# TO DO:
Please extract every line from the rows below that contains the string "mountain". The match is case-sensitive.

# RECORDED INFORMATION:
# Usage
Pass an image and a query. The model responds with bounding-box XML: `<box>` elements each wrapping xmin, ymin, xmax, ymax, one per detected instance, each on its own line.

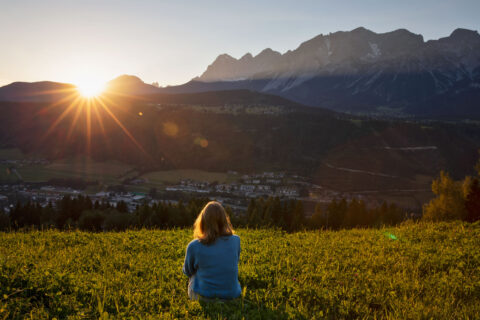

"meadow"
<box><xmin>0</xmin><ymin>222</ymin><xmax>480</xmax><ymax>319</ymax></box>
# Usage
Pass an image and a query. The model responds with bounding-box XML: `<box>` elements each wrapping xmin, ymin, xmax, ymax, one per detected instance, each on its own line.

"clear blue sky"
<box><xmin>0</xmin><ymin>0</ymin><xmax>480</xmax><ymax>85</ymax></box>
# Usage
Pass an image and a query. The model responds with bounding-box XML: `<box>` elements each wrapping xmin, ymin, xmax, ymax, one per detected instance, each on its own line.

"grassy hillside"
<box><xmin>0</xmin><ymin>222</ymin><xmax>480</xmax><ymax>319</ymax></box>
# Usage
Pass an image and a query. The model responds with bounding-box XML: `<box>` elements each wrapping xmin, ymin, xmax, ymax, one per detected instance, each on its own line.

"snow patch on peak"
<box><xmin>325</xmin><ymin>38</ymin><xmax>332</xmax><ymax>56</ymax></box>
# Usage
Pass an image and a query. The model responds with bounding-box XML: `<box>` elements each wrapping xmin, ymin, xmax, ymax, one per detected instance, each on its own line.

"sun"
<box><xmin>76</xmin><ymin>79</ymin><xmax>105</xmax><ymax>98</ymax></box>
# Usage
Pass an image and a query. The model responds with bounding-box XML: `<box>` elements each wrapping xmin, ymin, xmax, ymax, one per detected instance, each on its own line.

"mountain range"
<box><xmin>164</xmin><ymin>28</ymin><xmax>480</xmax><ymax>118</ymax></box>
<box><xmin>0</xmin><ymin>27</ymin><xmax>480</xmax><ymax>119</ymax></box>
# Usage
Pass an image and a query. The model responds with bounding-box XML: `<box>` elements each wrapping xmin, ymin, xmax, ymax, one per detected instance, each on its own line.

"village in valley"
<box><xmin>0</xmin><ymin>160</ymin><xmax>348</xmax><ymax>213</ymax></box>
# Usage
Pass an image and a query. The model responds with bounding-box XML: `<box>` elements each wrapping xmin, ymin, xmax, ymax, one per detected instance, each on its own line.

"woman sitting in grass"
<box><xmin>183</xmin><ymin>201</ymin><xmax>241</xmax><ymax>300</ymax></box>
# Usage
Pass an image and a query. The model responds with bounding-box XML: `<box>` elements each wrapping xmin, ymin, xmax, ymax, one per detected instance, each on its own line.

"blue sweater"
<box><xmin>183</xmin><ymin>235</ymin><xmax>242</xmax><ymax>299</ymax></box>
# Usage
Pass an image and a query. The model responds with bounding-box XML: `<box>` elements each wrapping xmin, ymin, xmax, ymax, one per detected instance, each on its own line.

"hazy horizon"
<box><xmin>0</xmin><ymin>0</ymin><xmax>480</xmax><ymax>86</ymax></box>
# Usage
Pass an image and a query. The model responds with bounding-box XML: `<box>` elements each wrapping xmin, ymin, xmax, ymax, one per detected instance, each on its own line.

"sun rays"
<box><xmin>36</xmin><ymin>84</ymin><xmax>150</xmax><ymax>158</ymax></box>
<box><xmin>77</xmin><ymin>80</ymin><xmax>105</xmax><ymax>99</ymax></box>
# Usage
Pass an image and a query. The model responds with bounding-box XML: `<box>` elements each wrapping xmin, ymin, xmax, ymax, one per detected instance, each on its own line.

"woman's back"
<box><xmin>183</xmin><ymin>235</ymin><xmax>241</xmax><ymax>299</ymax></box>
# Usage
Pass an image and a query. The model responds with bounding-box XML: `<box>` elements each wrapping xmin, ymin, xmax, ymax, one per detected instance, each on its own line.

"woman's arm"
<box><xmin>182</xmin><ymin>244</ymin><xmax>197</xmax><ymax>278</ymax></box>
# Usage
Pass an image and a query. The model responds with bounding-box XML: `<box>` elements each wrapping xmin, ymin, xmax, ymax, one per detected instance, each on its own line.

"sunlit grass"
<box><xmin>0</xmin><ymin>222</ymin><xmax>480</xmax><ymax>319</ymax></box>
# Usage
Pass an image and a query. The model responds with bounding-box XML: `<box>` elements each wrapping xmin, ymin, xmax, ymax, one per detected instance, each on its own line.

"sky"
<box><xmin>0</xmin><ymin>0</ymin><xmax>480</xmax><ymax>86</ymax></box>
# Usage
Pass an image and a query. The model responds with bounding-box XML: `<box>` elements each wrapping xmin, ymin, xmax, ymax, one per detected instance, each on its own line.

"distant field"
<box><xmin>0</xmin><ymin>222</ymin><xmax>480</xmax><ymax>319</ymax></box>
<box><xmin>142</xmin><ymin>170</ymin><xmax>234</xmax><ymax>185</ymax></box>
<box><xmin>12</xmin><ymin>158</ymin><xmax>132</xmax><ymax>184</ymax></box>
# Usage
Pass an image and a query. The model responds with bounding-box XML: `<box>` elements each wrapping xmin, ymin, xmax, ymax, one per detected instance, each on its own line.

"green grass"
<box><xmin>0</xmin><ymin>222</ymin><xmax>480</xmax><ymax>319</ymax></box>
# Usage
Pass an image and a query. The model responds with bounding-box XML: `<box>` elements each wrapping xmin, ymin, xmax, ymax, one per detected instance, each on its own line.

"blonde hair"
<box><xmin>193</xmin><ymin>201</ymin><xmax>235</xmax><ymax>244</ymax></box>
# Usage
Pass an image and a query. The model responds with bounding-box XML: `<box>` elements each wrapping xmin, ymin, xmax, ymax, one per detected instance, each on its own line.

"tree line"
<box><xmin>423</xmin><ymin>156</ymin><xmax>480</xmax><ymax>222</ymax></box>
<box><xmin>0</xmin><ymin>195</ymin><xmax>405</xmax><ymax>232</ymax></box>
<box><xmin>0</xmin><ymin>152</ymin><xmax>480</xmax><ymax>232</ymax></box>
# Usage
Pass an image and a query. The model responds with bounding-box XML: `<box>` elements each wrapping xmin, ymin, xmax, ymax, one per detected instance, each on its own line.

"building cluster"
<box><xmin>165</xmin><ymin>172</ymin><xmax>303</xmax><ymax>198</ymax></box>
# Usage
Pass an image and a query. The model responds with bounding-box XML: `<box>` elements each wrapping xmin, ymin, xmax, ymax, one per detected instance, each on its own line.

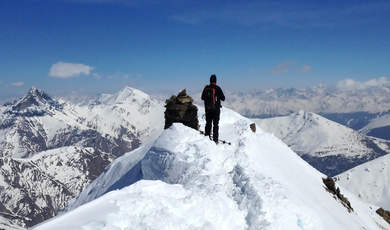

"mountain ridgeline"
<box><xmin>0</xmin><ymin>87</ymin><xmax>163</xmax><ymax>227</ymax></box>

# SOLUTION TO THIS TASK:
"mountain range"
"mountain ridgeline"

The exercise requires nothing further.